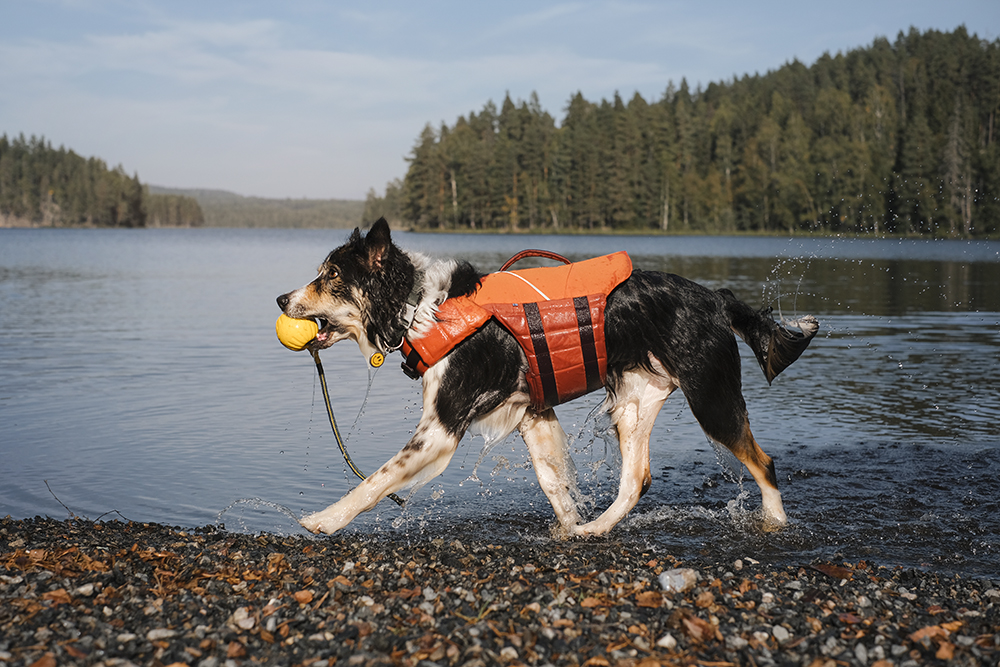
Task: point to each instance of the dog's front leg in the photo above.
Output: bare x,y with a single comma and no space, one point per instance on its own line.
426,455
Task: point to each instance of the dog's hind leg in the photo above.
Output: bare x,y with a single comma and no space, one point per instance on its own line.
721,410
761,467
638,399
424,457
549,449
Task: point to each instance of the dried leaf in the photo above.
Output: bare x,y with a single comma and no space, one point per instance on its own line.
649,599
930,631
235,650
698,629
946,651
705,599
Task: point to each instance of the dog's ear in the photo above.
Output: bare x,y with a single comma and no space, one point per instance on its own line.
377,243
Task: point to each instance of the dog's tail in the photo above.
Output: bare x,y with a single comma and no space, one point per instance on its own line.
776,346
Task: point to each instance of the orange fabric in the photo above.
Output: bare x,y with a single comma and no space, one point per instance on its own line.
599,275
568,360
556,314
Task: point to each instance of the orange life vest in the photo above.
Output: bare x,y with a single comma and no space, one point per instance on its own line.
555,313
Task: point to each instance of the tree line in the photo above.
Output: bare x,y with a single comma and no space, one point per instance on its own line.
894,138
40,185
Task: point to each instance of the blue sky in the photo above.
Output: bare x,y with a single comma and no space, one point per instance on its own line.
303,98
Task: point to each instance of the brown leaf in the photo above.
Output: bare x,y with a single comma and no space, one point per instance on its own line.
235,650
705,599
930,631
698,629
47,660
74,652
953,625
946,651
649,599
58,596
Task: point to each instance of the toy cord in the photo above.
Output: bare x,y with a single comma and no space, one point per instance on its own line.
336,432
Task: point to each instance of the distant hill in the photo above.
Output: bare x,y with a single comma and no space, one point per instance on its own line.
228,209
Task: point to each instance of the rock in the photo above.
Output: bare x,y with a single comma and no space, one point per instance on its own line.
679,580
781,634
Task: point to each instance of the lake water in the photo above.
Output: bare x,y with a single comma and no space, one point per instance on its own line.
140,378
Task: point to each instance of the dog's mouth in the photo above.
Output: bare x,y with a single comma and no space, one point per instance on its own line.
327,335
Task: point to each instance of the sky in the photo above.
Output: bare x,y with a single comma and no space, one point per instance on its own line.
325,99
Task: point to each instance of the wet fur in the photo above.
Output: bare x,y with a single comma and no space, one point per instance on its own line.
663,332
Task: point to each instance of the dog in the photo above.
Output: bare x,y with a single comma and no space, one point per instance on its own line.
662,333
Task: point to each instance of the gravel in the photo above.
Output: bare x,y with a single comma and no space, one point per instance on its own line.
117,594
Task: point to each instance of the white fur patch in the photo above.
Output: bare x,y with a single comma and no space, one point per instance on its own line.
437,282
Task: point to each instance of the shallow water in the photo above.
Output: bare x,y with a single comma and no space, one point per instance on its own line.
140,378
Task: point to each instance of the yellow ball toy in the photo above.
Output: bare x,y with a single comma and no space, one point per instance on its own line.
294,333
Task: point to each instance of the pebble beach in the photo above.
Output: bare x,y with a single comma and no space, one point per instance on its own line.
78,592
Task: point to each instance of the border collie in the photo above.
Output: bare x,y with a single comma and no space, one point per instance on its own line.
662,332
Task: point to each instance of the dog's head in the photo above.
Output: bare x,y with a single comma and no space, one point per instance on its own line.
359,293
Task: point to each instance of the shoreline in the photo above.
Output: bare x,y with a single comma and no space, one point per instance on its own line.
80,592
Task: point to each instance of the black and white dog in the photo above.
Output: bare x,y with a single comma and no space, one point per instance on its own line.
662,333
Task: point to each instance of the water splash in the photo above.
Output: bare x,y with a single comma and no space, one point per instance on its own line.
259,507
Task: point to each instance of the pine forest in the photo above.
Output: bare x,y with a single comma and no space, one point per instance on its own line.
43,186
896,138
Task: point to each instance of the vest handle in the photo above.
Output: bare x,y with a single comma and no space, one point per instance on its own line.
533,253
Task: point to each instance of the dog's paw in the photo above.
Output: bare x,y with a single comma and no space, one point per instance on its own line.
770,523
314,524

===

Copy out all the records exactly, excluding pictures.

▶ _Reply to the exercise_:
Task: point to each instance of the dog's front leg in the photo above.
Output: bare x,y with a single comma and no space, one point per instance on its own line.
426,455
Task: point to each instance of the dog's hind leg in the photo above.
Output: bare x,y with a single comma and no space, one point per instance on its own line.
721,410
761,467
638,399
424,457
549,449
Task: point to each instance of the dried leaf in the photo above.
Output: bare x,y with a single comma and no space, one point per instance on its own line.
649,599
930,631
235,650
698,629
946,651
705,599
Task: point to each instance of the dog's ear in the photo above.
Output: bare x,y with a single comma and no space, one point per instance on its own line.
377,243
Task: point to each instance of the dog's tail in the photo above.
Output: bare x,y with a single comma and no space, one point per instance on its own line.
776,346
Task: point to each instance of the orange fabric in the photo above.
Output: bare x,y with a single comma and no space, one point per instance on its own line.
599,275
568,360
556,314
Task: point to each instance of the orange life vest in the photo above.
Output: bare x,y with a single comma and no space, one point per instance on its own line.
555,313
Task: point to each instance of the tree line in the photo above.
Output: bare x,y with a single comma and no space, one point per instance on its own line.
894,138
40,185
Task: point to each instance of the blue sky in the photo above.
Output: bare x,y with a single comma and no space, one point per instance on its own line.
303,98
Task: point to each instance of the brown leaf in the photo above.
Output: bare x,y with a single comma and no space, one point per instance on its own line.
235,650
705,599
930,631
698,629
47,660
74,652
953,625
946,651
649,599
58,596
Task: point to each instance of the toy cord in the photo above.
Output: bare x,y with a single comma and no space, one point per instance on its own line.
336,432
Task: point to each instance of the distant hill in the photo above.
Output: bare x,y with a single comma and no space, one point per instance on its own line.
228,209
Task: point to each instance of the rock in the photo above.
Output: bare x,y with a single comma and no space, one point per instance on its own line.
679,580
781,634
Task: point to each instance of the lake water in the photo above.
Output: bare x,y with a single comma and no space, one point per instance on its own line.
140,378
Task: point to each instance of the dog's mouth in the photo above.
Output: bare x,y with a single comma and no space, one point per instance on its own line.
327,335
Task: point to each instance of the sky in the photo above.
Output: bare x,y with a single comma and no space, one point per instance on its own line.
325,99
Task: point to each instance of the wet fur in the photo above.
Output: bare x,y with a single comma and no space, one point per instance on its own line.
663,332
Task: point to each instance of the dog in the photo above.
Output: bare x,y with a single comma and no space, one point per instance on its own line.
662,333
Task: point to each instance of the gravel in the photo above.
Output: bare x,y with a single comma and no space, one point per instance on its own line.
117,594
Task: point to each instance of the white fur patch in the photo above.
Output: bare x,y with a single comma and no space, one point per instance on its own line.
437,282
Task: point to each instance of the shallow water in the photo above.
Output: bare x,y with a single comma and no space, one point per instance on its own line.
140,378
Task: point to each instance of the yellow ball toy in the photo above.
Output: bare x,y with a single comma and no space, one point per instance on its own line.
294,333
Task: point to each instance of the pebble beach in the photo above.
Output: bare x,y with a single comma and no space, one point per instance on its own line.
78,592
Task: point to each instance of the border collie in the photo above.
Output: bare x,y with a single comma and no space, one point per instance on its own line.
662,332
Task: point to each instance of the dog's head in the photo above.
Output: bare x,y with a single comma and no space, one point per instance on its own line.
359,293
Task: point to each instance of the shoreline in the photo above.
Output: bare x,y with a single comma and no space, one point per instance on its own line.
80,592
Task: point to each instance of the black and white dog in the photo above.
Output: bare x,y with a single comma and no space, one point per instance on its own line.
662,333
Task: point to each instance of the water splash in the photo above.
Output: bare x,y with a single comma and no space, one point per instance on its own line.
259,507
Task: point to each instance of the pine forest in the photo above.
Output: bare x,y with a single comma and no space, one point per instance on its own line.
43,186
896,138
Task: point to each instance of the vest handle in the photo above.
Output: bare x,y with a single comma and no space, one point per instance on its own line.
533,253
Task: point to each instance of the dog's paw in the photo above.
Output: bare x,y with a single comma and no space, one point per instance on its own line.
770,523
314,524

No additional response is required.